## begin AVAILABLE DATA

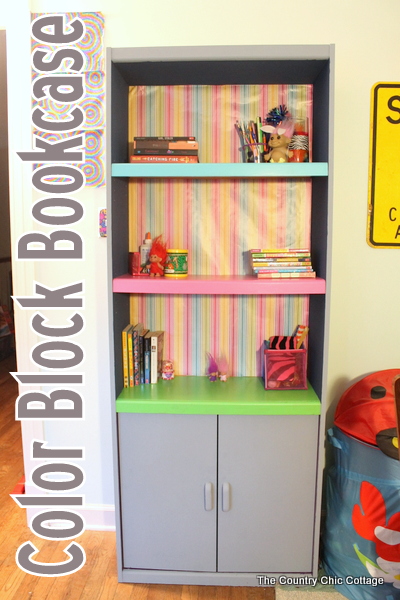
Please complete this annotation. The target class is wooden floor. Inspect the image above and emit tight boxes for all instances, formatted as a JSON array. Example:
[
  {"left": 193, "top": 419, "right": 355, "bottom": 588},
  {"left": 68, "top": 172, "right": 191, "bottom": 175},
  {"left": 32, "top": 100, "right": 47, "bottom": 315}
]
[{"left": 0, "top": 358, "right": 275, "bottom": 600}]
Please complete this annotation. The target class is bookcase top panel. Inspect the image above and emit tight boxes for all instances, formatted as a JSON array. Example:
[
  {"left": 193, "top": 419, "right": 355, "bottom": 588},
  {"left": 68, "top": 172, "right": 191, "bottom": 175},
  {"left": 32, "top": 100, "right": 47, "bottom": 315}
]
[{"left": 110, "top": 45, "right": 332, "bottom": 85}]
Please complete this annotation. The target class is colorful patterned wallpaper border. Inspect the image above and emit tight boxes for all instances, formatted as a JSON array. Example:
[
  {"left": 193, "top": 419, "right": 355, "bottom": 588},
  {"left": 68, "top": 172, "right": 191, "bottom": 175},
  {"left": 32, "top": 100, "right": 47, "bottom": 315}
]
[{"left": 32, "top": 12, "right": 105, "bottom": 187}]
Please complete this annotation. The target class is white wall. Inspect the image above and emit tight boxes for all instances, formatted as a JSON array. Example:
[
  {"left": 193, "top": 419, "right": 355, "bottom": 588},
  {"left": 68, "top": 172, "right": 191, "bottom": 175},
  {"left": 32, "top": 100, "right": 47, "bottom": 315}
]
[{"left": 5, "top": 0, "right": 400, "bottom": 524}]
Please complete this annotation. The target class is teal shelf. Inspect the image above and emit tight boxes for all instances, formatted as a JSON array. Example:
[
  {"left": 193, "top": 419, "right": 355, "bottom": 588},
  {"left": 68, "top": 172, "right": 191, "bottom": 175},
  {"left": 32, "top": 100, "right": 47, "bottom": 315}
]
[
  {"left": 116, "top": 376, "right": 321, "bottom": 415},
  {"left": 112, "top": 163, "right": 328, "bottom": 179}
]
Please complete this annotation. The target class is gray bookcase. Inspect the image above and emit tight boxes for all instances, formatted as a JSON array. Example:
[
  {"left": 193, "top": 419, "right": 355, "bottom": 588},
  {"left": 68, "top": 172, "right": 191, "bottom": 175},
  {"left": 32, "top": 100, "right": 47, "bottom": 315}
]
[{"left": 107, "top": 45, "right": 334, "bottom": 586}]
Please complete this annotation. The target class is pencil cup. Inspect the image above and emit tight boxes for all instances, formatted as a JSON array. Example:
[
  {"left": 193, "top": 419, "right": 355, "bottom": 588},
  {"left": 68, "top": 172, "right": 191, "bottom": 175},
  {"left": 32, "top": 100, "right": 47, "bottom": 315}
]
[
  {"left": 289, "top": 118, "right": 309, "bottom": 162},
  {"left": 264, "top": 347, "right": 307, "bottom": 390},
  {"left": 242, "top": 144, "right": 265, "bottom": 163},
  {"left": 164, "top": 248, "right": 188, "bottom": 279}
]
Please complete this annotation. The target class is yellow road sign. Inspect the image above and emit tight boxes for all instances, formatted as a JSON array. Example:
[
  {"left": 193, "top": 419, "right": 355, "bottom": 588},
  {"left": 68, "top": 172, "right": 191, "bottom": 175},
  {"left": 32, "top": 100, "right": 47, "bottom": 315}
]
[{"left": 367, "top": 83, "right": 400, "bottom": 248}]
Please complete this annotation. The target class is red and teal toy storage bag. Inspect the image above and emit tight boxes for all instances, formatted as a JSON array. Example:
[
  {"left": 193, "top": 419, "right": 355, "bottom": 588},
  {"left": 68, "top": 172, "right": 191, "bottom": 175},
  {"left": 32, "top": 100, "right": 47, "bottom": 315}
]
[{"left": 322, "top": 369, "right": 400, "bottom": 600}]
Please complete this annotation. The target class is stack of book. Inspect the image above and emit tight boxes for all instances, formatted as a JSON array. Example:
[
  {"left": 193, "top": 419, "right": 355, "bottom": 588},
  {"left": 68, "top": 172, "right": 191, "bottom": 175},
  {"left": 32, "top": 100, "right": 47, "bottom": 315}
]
[
  {"left": 122, "top": 323, "right": 164, "bottom": 387},
  {"left": 250, "top": 248, "right": 315, "bottom": 279},
  {"left": 130, "top": 136, "right": 199, "bottom": 163}
]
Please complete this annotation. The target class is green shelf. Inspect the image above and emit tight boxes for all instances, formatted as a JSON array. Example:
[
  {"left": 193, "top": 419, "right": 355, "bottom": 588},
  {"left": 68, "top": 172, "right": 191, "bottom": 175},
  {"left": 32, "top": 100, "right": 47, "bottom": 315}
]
[{"left": 116, "top": 376, "right": 321, "bottom": 415}]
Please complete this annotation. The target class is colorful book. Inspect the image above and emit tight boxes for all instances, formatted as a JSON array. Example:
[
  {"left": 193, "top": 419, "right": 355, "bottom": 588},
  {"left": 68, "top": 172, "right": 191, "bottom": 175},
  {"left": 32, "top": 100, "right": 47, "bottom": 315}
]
[
  {"left": 133, "top": 140, "right": 199, "bottom": 150},
  {"left": 132, "top": 323, "right": 144, "bottom": 385},
  {"left": 250, "top": 248, "right": 310, "bottom": 255},
  {"left": 139, "top": 329, "right": 149, "bottom": 383},
  {"left": 122, "top": 325, "right": 132, "bottom": 387},
  {"left": 133, "top": 148, "right": 199, "bottom": 156},
  {"left": 133, "top": 135, "right": 196, "bottom": 142},
  {"left": 257, "top": 271, "right": 316, "bottom": 279},
  {"left": 130, "top": 154, "right": 199, "bottom": 163},
  {"left": 143, "top": 331, "right": 151, "bottom": 383},
  {"left": 127, "top": 325, "right": 135, "bottom": 387},
  {"left": 150, "top": 331, "right": 164, "bottom": 383}
]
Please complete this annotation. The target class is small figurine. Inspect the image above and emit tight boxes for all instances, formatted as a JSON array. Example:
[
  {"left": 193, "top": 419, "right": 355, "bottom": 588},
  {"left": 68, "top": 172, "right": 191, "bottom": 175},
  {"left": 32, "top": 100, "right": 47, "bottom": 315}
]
[
  {"left": 207, "top": 352, "right": 218, "bottom": 381},
  {"left": 261, "top": 119, "right": 294, "bottom": 163},
  {"left": 218, "top": 355, "right": 229, "bottom": 382},
  {"left": 161, "top": 360, "right": 175, "bottom": 381},
  {"left": 149, "top": 235, "right": 167, "bottom": 277}
]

## end AVAILABLE DATA

▸ **WHAT IS BEING ASKED**: Gather every line of the listing above that contains the string "colorful", treating uppercase and lowercase letters as distinct.

▸ **SOLVED EXERCISE**:
Please complete this annotation. The target class is colorful patterned wallpaper border. Inspect the image above and emit tight boxes for all instances, formatted as a JSON array. Example:
Please complete this annotation. The target class is colorful book. Inspect the image above and emit tight boxes for all instances, formatted as a JSON array. Example:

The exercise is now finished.